Please extract the lines of the entries starting at the line that contains "In this exercise you will locate the second" and ending at the line that contains "<point>726,757</point>", both included. Reproduce only those lines, word for word.

____ Supplied data

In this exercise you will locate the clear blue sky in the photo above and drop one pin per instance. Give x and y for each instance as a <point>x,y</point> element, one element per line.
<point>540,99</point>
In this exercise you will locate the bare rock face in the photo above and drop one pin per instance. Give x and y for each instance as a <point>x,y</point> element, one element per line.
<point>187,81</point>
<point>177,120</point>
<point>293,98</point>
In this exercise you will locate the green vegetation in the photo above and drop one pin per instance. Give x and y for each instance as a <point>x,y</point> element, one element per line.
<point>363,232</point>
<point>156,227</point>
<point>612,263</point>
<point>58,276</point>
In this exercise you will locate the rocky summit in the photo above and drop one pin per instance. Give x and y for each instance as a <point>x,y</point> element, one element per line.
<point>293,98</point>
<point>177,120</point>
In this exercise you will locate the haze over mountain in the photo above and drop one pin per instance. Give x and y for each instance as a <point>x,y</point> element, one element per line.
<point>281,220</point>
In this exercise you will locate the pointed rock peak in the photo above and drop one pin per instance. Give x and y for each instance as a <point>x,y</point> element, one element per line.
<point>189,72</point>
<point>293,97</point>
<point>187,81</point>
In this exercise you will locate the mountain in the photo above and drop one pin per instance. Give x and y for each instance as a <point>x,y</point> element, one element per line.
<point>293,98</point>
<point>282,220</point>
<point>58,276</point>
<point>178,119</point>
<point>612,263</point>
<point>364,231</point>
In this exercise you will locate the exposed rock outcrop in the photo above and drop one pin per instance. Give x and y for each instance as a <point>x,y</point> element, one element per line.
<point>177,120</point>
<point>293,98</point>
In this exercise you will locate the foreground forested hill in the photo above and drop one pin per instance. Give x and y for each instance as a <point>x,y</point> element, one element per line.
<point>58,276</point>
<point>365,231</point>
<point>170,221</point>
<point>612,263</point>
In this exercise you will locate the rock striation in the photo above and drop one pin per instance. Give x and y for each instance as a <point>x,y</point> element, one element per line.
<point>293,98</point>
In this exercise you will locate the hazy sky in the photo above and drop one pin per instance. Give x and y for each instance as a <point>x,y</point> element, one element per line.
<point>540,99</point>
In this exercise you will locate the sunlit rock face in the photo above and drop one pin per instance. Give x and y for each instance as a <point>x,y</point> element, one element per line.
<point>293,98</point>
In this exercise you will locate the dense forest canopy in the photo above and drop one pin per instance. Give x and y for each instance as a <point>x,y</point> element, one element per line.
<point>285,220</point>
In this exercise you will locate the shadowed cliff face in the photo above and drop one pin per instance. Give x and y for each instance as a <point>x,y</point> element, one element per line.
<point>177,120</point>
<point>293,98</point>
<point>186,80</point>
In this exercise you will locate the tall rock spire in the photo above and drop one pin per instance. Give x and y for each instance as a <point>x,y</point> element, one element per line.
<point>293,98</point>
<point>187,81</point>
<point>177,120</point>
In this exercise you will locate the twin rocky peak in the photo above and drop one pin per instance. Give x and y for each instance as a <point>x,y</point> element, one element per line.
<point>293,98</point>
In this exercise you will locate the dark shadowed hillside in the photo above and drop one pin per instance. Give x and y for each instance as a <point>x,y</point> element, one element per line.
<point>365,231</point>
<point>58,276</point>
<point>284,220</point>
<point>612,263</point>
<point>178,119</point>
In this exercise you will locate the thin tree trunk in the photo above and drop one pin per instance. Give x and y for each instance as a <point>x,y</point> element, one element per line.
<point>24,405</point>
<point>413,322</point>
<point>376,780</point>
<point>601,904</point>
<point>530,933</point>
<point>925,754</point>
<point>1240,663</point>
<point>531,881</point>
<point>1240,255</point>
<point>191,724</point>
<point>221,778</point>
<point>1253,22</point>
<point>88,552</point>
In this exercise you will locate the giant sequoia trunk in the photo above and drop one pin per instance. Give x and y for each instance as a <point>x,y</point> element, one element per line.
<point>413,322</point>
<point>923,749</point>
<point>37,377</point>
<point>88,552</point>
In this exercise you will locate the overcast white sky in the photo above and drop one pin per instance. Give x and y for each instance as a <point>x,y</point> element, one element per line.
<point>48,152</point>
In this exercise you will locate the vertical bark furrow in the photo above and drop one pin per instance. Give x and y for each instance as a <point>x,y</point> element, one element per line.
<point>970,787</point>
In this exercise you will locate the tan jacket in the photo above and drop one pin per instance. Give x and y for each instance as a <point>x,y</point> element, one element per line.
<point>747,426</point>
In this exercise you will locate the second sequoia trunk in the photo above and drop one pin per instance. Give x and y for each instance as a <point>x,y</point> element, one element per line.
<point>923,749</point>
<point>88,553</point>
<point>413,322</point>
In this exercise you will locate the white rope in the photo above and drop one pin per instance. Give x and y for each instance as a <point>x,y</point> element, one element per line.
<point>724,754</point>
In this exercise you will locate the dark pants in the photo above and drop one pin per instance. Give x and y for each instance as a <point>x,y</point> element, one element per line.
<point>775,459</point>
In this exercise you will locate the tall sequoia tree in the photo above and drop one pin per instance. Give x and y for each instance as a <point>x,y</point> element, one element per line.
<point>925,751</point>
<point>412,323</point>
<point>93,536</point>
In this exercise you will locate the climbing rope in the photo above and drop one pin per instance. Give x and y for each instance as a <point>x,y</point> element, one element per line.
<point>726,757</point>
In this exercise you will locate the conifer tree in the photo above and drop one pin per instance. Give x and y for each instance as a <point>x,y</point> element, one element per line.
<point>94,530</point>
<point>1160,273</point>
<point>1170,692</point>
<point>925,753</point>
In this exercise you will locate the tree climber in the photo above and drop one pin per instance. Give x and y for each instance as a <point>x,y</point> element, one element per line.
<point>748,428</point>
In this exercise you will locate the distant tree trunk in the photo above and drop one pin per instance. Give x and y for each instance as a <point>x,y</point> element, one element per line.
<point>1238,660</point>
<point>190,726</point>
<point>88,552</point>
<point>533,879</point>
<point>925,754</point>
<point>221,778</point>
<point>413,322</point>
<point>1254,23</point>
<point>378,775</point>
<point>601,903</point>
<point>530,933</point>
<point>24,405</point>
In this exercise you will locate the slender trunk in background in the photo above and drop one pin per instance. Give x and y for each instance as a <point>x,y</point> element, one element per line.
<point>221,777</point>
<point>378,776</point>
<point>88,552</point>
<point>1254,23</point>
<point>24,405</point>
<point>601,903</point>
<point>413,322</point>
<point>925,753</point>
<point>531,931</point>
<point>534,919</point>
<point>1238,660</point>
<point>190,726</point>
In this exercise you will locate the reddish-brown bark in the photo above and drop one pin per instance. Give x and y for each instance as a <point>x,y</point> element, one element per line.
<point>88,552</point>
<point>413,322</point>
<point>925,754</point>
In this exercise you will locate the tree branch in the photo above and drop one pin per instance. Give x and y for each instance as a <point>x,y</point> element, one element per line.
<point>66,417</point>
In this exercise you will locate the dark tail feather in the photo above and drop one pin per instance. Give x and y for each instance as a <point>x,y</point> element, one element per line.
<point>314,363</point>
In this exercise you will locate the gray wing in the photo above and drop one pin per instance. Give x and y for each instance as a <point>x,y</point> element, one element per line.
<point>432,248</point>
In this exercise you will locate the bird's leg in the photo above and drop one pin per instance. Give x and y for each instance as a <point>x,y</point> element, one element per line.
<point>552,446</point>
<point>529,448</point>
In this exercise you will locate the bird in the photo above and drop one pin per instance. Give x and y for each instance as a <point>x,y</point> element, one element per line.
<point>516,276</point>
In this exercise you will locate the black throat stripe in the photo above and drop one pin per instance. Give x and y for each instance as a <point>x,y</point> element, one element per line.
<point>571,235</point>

________

Output below:
In this exercise you will locate the second sequoia trunk in the photo above and drop one pin per instance. Give x and y for each instance as a <point>x,y</point> element, one element per line.
<point>923,749</point>
<point>88,553</point>
<point>413,322</point>
In this exercise you will locate the white rope in the photo above and drop one pin per instance. Give x and y for each instance as a <point>x,y</point> element, one element per line.
<point>724,754</point>
In this exercise you will locate the dark pants in the photo above and drop one pin per instance. Give x and y for each instance as a <point>x,y</point> element, one element per line.
<point>775,459</point>
In this exercise you will locate the tall sequoia tree in the photo above and drop one pin per instance. Give x and y for each instance as a <point>x,y</point> element, one element per line.
<point>925,751</point>
<point>412,323</point>
<point>93,536</point>
In this exercise you will locate the climbing rope in the photo above and drop one pin per instance. Give x and y for each instance as a <point>x,y</point> element, one element per line.
<point>726,757</point>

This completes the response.